#### Problems to solve:
- A) From the piece on Rodgers and the Packers, extract the passage from "It was ready, set, huh?" up to and including "begin with Rodgers?", copying it word for word.
- B) In one to three sentences, explain what the piece on Rodgers and the Packers offers in DeShone Kizer's defense after giving his passing numbers.

Sadly, Philbin needed not one, not two, but three post-series chats with his Hall of Fame quarterback before Rodgers informed Philbin he was going to be evaluated for a concussion.
Shouldn’t it be the doctors telling the coach to sit the player? Then again it’s not surprising in this upside-down season.
When Rodgers isn’t calling the shots, he’s absorbing them. Heck, Rodgers’ terrific play used to give defenses a headache. This season it’s the defense’s chance to return the favor.
It was painful watching kicker Matt Prater fleece the Packers with a wobbly, windblown, 8-yard touchdown pass off a fake. It was even more painful watching the Packers without Rodgers.
DeShone Kizer showed once again why he is the back-up quarterback. Kizer was 16 of 35 for 132 yards, two sacks and an interception. In his defense, he had precious little time to throw behind a patchwork offensive line.
It was ready, set, huh?
When Rodgers exited in the second quarter, a game but gimpy David Bakhtiari also decided to sit it out at left tackle. Even before the game, Davante Adams was ruled out with a knee injury, and other key starters were sidelined by (wink, wink) significant injuries.
Nevertheless, Rodgers started and played too long to no effect.
In dealing with the question, “To play or not to play?” if the Packers are going to err on the side of caution, why wouldn’t that philosophy begin with Rodgers?

#### Exercise data:

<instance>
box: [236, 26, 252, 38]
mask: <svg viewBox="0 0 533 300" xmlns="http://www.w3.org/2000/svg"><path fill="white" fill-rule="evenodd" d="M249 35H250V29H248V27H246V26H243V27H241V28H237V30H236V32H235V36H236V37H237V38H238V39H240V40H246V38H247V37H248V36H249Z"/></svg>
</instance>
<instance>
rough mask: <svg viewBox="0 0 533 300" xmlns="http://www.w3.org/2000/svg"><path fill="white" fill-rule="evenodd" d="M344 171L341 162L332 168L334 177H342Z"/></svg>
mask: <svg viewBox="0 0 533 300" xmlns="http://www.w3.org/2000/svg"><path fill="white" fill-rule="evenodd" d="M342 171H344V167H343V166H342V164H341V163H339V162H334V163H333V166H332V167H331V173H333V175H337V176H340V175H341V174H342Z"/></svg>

#### Solution set:
- A)
It was ready, set, huh?
When Rodgers exited in the second quarter, a game but gimpy David Bakhtiari also decided to sit it out at left tackle. Even before the game, Davante Adams was ruled out with a knee injury, and other key starters were sidelined by (wink, wink) significant injuries.
Nevertheless, Rodgers started and played too long to no effect.
In dealing with the question, “To play or not to play?” if the Packers are going to err on the side of caution, why wouldn’t that philosophy begin with Rodgers?

- B) The piece says that Kizer had very little time to throw the ball. That was because he was playing behind a patchwork offensive line.